[Location labeling records]
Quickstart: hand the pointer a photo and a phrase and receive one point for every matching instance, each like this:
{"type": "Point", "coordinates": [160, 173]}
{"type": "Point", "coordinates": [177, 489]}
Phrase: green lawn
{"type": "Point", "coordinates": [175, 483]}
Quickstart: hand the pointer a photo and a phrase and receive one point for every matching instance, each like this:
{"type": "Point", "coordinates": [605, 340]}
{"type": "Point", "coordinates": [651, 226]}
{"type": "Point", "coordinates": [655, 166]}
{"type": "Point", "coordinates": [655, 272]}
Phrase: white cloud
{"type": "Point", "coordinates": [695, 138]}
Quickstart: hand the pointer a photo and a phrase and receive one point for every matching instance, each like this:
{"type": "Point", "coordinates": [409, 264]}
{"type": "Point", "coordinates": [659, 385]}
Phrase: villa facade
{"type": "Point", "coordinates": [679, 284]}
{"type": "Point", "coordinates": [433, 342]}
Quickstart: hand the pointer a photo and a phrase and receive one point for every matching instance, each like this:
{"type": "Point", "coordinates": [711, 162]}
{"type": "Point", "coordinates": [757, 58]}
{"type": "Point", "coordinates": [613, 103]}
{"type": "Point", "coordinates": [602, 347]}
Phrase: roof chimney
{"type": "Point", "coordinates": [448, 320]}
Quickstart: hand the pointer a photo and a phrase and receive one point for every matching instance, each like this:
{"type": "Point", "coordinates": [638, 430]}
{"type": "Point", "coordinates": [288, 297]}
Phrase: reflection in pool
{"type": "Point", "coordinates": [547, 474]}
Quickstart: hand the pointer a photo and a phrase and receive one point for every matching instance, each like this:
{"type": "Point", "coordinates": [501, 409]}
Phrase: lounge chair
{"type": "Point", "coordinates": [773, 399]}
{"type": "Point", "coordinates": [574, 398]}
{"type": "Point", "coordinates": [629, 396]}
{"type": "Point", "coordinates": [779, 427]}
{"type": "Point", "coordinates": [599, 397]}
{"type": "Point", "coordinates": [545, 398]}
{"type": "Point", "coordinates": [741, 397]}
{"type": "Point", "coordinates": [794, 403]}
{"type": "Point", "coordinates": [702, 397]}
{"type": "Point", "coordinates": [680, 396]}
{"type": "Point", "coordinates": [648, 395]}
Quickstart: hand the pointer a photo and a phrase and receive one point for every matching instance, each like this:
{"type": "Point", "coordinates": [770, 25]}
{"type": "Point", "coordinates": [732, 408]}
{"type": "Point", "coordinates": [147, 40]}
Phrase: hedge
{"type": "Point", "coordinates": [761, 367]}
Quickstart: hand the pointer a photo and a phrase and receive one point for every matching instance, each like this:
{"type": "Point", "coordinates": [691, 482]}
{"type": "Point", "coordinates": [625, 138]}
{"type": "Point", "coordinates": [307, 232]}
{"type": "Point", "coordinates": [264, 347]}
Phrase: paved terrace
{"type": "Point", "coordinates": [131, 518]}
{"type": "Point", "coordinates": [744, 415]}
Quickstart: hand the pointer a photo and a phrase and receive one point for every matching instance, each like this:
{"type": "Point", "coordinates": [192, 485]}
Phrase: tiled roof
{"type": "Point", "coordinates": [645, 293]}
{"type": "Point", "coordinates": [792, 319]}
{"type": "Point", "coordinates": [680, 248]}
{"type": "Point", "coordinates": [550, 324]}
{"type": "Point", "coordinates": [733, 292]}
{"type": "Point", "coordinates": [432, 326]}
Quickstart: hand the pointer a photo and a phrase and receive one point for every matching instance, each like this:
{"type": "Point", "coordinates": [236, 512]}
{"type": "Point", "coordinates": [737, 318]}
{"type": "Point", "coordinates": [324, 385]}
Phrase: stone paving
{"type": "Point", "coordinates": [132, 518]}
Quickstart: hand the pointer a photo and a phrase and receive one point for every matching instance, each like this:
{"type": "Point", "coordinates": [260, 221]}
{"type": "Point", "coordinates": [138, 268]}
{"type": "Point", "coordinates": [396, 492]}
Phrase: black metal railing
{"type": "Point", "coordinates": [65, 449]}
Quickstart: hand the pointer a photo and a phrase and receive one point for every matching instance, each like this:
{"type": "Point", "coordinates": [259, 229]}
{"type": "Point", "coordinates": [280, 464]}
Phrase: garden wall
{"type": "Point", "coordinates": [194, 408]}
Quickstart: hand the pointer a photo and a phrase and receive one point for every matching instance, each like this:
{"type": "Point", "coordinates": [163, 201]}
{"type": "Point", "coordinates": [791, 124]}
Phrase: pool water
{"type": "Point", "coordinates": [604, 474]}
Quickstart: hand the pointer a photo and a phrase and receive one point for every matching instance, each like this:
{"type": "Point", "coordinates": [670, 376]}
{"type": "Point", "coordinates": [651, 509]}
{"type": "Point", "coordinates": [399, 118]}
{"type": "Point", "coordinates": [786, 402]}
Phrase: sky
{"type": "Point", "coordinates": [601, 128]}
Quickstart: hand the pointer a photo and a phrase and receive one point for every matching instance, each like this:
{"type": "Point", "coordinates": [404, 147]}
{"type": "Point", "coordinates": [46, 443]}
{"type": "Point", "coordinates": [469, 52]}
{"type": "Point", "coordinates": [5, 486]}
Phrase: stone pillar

#### DIRECTION
Write out all of the records once more, exactly.

#### CORRECT OUTPUT
Quickstart: hand the pointer a photo and a phrase and receive one point for every matching instance, each like this:
{"type": "Point", "coordinates": [160, 173]}
{"type": "Point", "coordinates": [177, 489]}
Phrase: green lawn
{"type": "Point", "coordinates": [175, 483]}
Quickstart: hand the pointer a photo and a phrase and receive one point for every matching instance, each like this:
{"type": "Point", "coordinates": [605, 340]}
{"type": "Point", "coordinates": [651, 226]}
{"type": "Point", "coordinates": [655, 166]}
{"type": "Point", "coordinates": [655, 272]}
Phrase: white cloud
{"type": "Point", "coordinates": [695, 138]}
Quickstart: hand the pointer a photo and a phrase and receive one point for every matching instance, each like this:
{"type": "Point", "coordinates": [409, 264]}
{"type": "Point", "coordinates": [659, 385]}
Phrase: villa facade
{"type": "Point", "coordinates": [679, 284]}
{"type": "Point", "coordinates": [433, 342]}
Quickstart: hand the pointer a photo and a phrase and receive one point for every matching instance, each like this:
{"type": "Point", "coordinates": [711, 162]}
{"type": "Point", "coordinates": [757, 58]}
{"type": "Point", "coordinates": [613, 103]}
{"type": "Point", "coordinates": [602, 347]}
Phrase: roof chimney
{"type": "Point", "coordinates": [448, 320]}
Quickstart: hand the pointer a photo and a phrase and receive one point for every matching instance, each like this:
{"type": "Point", "coordinates": [638, 430]}
{"type": "Point", "coordinates": [288, 297]}
Phrase: reflection in pool
{"type": "Point", "coordinates": [547, 474]}
Quickstart: hand the pointer a photo and a phrase and receive one point for every matching instance, each like this:
{"type": "Point", "coordinates": [501, 409]}
Phrase: lounge chair
{"type": "Point", "coordinates": [773, 399]}
{"type": "Point", "coordinates": [574, 398]}
{"type": "Point", "coordinates": [629, 396]}
{"type": "Point", "coordinates": [779, 427]}
{"type": "Point", "coordinates": [599, 397]}
{"type": "Point", "coordinates": [545, 398]}
{"type": "Point", "coordinates": [741, 397]}
{"type": "Point", "coordinates": [794, 403]}
{"type": "Point", "coordinates": [702, 397]}
{"type": "Point", "coordinates": [680, 396]}
{"type": "Point", "coordinates": [648, 395]}
Quickstart: hand the pointer a photo and a phrase and receive one point for every matching instance, each like this:
{"type": "Point", "coordinates": [770, 25]}
{"type": "Point", "coordinates": [732, 408]}
{"type": "Point", "coordinates": [147, 40]}
Phrase: hedge
{"type": "Point", "coordinates": [761, 367]}
Quickstart: hand the pointer a photo and a phrase and receive one point for every matching instance, each like this:
{"type": "Point", "coordinates": [691, 482]}
{"type": "Point", "coordinates": [625, 138]}
{"type": "Point", "coordinates": [307, 232]}
{"type": "Point", "coordinates": [264, 347]}
Phrase: paved terrace
{"type": "Point", "coordinates": [131, 518]}
{"type": "Point", "coordinates": [744, 415]}
Quickstart: hand the pointer a photo and a phrase and receive one point for every matching instance, each like this:
{"type": "Point", "coordinates": [192, 485]}
Phrase: tiled roof
{"type": "Point", "coordinates": [645, 293]}
{"type": "Point", "coordinates": [792, 319]}
{"type": "Point", "coordinates": [680, 248]}
{"type": "Point", "coordinates": [550, 324]}
{"type": "Point", "coordinates": [733, 292]}
{"type": "Point", "coordinates": [432, 326]}
Quickstart: hand the pointer a photo and a phrase and receive one point for every matching instance, each like this:
{"type": "Point", "coordinates": [236, 512]}
{"type": "Point", "coordinates": [737, 318]}
{"type": "Point", "coordinates": [324, 385]}
Phrase: stone paving
{"type": "Point", "coordinates": [132, 518]}
Quickstart: hand the pointer a photo and a phrase and receive one point for every matching instance, each like this:
{"type": "Point", "coordinates": [260, 221]}
{"type": "Point", "coordinates": [138, 268]}
{"type": "Point", "coordinates": [396, 492]}
Phrase: black metal railing
{"type": "Point", "coordinates": [65, 449]}
Quickstart: hand the pointer a photo and a phrase and receive one point for every matching instance, each like this:
{"type": "Point", "coordinates": [259, 229]}
{"type": "Point", "coordinates": [280, 464]}
Phrase: garden wall
{"type": "Point", "coordinates": [194, 408]}
Quickstart: hand the pointer a photo and a phrase and receive one point for every matching instance, each like this:
{"type": "Point", "coordinates": [163, 201]}
{"type": "Point", "coordinates": [791, 124]}
Phrase: pool water
{"type": "Point", "coordinates": [604, 474]}
Quickstart: hand the pointer a photo and a phrase and receive one point for every matching instance, each like this:
{"type": "Point", "coordinates": [670, 376]}
{"type": "Point", "coordinates": [651, 509]}
{"type": "Point", "coordinates": [399, 118]}
{"type": "Point", "coordinates": [786, 402]}
Phrase: sky
{"type": "Point", "coordinates": [601, 128]}
Quickstart: hand the pointer a photo and a phrase and receive one point for every matching instance, each like this:
{"type": "Point", "coordinates": [404, 147]}
{"type": "Point", "coordinates": [46, 443]}
{"type": "Point", "coordinates": [469, 52]}
{"type": "Point", "coordinates": [5, 486]}
Phrase: stone pillar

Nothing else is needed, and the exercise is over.